■ **Document passage**:
Studio album by Caligula's Horse
- Released: 15 September 2017
- Studio: Studio Circuit, Burleigh Heads, Queensland; Sam Vallen's House; Shining Studios, Oslo, Norway (Saxophone);
- Genre: Progressive metal; progressive rock;
- Length: 61:54
- Label: Inside Out Music
- Producer: Sam Vallen

Caligula's Horse chronology
| Bloom (2015) | In Contact (2017) | Rise Radiant (2020) |

Singles from In Contact
- "Will's Song (Let the Colours Run)" Released: 4 August 2017; "Songs for No One" Released: 31 August 2017;

= In Contact =

In Contact is the fourth studio album by Australian progressive metal band Caligula's Horse. It was released through Inside Out Music on 15 September 2017. It is the first album to feature rhythm guitarist Adrian Goleby and drummer Josh Griffin, and the last to feature bassist Dave Couper.

Point labeling samples:
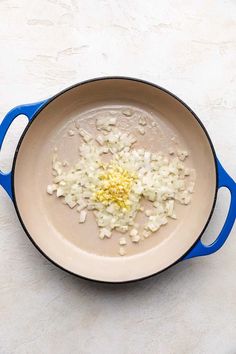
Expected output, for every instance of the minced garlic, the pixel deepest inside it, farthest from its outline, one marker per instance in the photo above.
(113, 191)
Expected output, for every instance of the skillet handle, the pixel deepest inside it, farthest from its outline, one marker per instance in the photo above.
(224, 180)
(29, 111)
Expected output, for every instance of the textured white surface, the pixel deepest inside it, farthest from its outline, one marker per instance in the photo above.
(187, 46)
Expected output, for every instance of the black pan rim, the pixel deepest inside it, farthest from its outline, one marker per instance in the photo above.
(87, 82)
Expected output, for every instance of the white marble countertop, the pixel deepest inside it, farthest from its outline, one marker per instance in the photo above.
(186, 46)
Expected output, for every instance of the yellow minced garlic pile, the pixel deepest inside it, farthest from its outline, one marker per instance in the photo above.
(113, 191)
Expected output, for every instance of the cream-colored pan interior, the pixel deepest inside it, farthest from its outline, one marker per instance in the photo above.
(54, 227)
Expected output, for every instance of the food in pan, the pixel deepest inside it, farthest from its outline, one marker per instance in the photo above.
(112, 178)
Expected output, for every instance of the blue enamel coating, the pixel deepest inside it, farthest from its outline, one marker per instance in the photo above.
(224, 180)
(29, 111)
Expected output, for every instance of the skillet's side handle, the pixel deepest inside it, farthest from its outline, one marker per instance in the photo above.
(29, 111)
(224, 180)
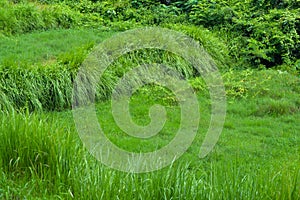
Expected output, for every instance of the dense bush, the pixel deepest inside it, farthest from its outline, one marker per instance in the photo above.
(259, 33)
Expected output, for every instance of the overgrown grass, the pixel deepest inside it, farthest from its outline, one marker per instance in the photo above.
(257, 156)
(37, 70)
(41, 155)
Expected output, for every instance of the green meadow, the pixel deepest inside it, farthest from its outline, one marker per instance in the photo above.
(41, 154)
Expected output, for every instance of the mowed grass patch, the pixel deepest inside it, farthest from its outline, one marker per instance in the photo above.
(256, 157)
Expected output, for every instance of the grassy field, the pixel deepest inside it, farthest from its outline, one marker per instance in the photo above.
(256, 157)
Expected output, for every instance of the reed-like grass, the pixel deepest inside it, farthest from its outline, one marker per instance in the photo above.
(42, 157)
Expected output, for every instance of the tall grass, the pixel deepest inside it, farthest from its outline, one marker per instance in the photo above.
(42, 157)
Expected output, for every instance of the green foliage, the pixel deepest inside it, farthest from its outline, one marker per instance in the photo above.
(259, 33)
(27, 17)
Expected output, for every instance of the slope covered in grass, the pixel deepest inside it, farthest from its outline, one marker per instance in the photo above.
(256, 157)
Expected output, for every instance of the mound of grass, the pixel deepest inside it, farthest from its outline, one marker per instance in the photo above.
(42, 156)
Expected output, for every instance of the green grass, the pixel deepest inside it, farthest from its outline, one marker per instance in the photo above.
(44, 47)
(257, 156)
(42, 156)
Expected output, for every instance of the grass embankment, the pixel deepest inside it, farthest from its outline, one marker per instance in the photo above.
(257, 156)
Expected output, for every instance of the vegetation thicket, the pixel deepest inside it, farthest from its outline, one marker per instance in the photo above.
(255, 45)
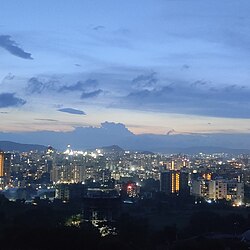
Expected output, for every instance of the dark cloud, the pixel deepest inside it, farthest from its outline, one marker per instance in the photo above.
(9, 100)
(12, 47)
(35, 86)
(91, 94)
(47, 120)
(72, 111)
(80, 86)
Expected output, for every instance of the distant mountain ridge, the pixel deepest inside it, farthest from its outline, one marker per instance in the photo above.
(20, 147)
(14, 146)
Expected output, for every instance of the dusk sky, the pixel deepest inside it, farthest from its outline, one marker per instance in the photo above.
(156, 66)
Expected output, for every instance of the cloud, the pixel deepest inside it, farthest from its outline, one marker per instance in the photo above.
(145, 81)
(35, 86)
(9, 100)
(91, 94)
(38, 85)
(47, 120)
(12, 47)
(80, 86)
(110, 133)
(72, 111)
(99, 27)
(198, 97)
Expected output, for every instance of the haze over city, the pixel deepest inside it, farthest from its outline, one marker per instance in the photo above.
(176, 69)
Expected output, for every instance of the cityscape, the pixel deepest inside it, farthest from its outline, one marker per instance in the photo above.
(98, 187)
(124, 125)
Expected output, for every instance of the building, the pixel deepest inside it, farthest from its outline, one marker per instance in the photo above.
(174, 182)
(1, 169)
(71, 192)
(217, 189)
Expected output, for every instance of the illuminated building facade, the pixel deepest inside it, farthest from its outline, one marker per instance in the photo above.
(1, 164)
(1, 170)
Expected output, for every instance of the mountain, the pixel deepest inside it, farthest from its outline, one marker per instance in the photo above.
(13, 146)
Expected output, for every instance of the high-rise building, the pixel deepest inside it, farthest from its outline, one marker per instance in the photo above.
(1, 163)
(7, 168)
(1, 169)
(174, 182)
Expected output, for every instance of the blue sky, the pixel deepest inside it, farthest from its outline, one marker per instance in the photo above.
(156, 66)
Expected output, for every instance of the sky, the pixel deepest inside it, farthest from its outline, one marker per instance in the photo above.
(160, 67)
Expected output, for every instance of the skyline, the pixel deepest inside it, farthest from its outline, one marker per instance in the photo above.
(157, 67)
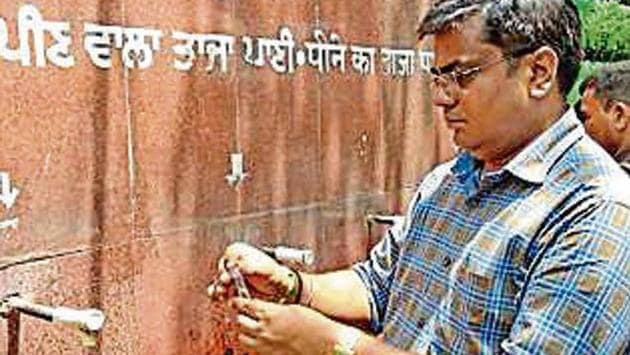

■ **What is asked**:
1. Answer these questions about the article on In Contact:
(a) Which studio in Oslo is listed, and what was recorded there?
(b) Which single came out on 31 August 2017?
(c) Which bassist appears on this album for the last time?
2. How many lines of the listing contain the word "cloud"? Reply with the number alone.

■ **Final results**:
1.
(a) Shining Studios, for the saxophone.
(b) "Songs for No One"
(c) Dave Couper

2. 2